**SHORT EXERCISE A**
List every person named in the thread on range requests below.

**SUPPLIED TEXT**
Good point. I haven't seen anything in the RFC about that. I guess
that there are at least some clients that will be broken by that.

Nevertheless, I have done a first try at a patch. The necessary
modification to only merge and not reorder should be small. I have
done only limited testing, so there are probably some bugs. There are
no tests with multiple ranges in the test-framework, yet.

> Even in the most pedantic case, I believe that the total array
> shouldn't ever exceed 1024, because in those cases a large number
> of the acceptable expected ranges should be in the nnn-nnn,
> format, or 8 characters long, out of our MAX_LINE_LENGTH of some
> 8190. If we argue that asking for single bytes is simply wrong,
> we should probably allocate some 16 ranges and grow the list by a
> power of four, resulting in a max of some 4 allocs and maximum
> memory consumption of less than 64k per request.

Just counting the commas in the header line seems acceptable to me. In
any case, single byte ranges are explicitly mentioned in the RFC as
example, so we probably should not disallow those.
Re: DoS with mod_deflate & range requests [ In reply to ]
On Aug 23, 2011, at 2:34 PM, William A. Rowe Jr. wrote:

> On 8/23/2011 4:00 PM, Greg Ames wrote:
>>
>> On Tue, Aug 23, 2011 at 3:32 PM, William A. Rowe Jr. wrote:
>>
>> I suggest we should be parsing and reassembling the list before we
>> start the bucket logic.
>>
>> I propose we satisfy range requests in the only sensible manner, returning
>> the ranges in sequence,
>>
>> yeah, overlapping ranges should be merged up front. That ought to completely fix the issue.
>
> So the only remaining question; are we free to reorder them into sequence?

And the spec says ...

When a client requests multiple ranges in one request, the
server SHOULD return them in the order that they appeared in the
request.

My suggestion is to reject any request with overlapping ranges or more
than five ranges with a 416, and to send 200 for any request with 4-5
ranges. There is simply no need to support random access in HTTP.

....Roy
Re: DoS with mod_deflate & range requests [ In reply to ]
On Wednesday 24 August 2011, Roy T. Fielding wrote:
> My suggestion is to reject any request with overlapping ranges or
> more than five ranges with a 416, and to send 200 for any request
> with 4-5 ranges. There is simply no need to support random access
> in HTTP.

Even with WebDAV?

BTW, I think Adobe reader does range requests to download single pages
from a pdf. It would be interesting to see what kind of requests it
does, but I don't have it installed right now.

**SHORT EXERCISE B**
Extract every line of the records below that contains the word "palm", treating uppercase and lowercase as different.

**EXTRACTED RECORDS**
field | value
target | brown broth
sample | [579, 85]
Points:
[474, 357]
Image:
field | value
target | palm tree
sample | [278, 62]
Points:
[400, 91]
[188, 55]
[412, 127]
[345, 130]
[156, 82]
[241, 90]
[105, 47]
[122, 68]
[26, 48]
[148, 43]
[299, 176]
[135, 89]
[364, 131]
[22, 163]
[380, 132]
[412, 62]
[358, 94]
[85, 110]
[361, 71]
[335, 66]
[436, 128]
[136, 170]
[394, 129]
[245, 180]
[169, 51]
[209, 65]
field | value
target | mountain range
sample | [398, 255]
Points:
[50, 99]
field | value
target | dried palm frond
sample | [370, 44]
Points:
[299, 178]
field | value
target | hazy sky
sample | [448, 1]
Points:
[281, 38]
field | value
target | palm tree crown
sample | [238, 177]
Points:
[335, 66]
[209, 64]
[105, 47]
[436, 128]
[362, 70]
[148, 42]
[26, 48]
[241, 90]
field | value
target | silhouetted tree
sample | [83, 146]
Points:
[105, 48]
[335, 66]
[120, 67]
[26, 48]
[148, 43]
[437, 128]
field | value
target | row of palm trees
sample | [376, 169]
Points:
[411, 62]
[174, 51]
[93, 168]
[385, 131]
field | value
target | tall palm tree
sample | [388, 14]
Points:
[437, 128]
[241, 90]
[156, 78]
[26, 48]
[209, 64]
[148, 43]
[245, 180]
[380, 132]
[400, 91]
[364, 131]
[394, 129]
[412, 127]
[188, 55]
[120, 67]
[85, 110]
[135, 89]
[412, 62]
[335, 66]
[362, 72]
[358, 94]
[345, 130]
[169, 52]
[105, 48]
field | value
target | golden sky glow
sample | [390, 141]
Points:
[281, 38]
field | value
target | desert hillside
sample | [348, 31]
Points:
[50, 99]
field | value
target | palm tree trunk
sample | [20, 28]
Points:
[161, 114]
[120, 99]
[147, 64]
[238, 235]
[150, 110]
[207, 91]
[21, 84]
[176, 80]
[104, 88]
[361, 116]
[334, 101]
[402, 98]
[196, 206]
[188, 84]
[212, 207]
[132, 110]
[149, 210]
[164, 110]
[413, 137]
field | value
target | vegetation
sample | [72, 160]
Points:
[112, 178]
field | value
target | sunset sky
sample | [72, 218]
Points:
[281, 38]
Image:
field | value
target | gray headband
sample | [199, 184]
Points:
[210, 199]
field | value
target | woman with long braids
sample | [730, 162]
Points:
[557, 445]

**WRITTEN RESPONSE A**
William A. Rowe Jr.
Greg Ames
Roy T. Fielding

**WRITTEN RESPONSE B**
target | palm tree
target | dried palm frond
target | palm tree crown
target | row of palm trees
target | tall palm tree
target | palm tree trunk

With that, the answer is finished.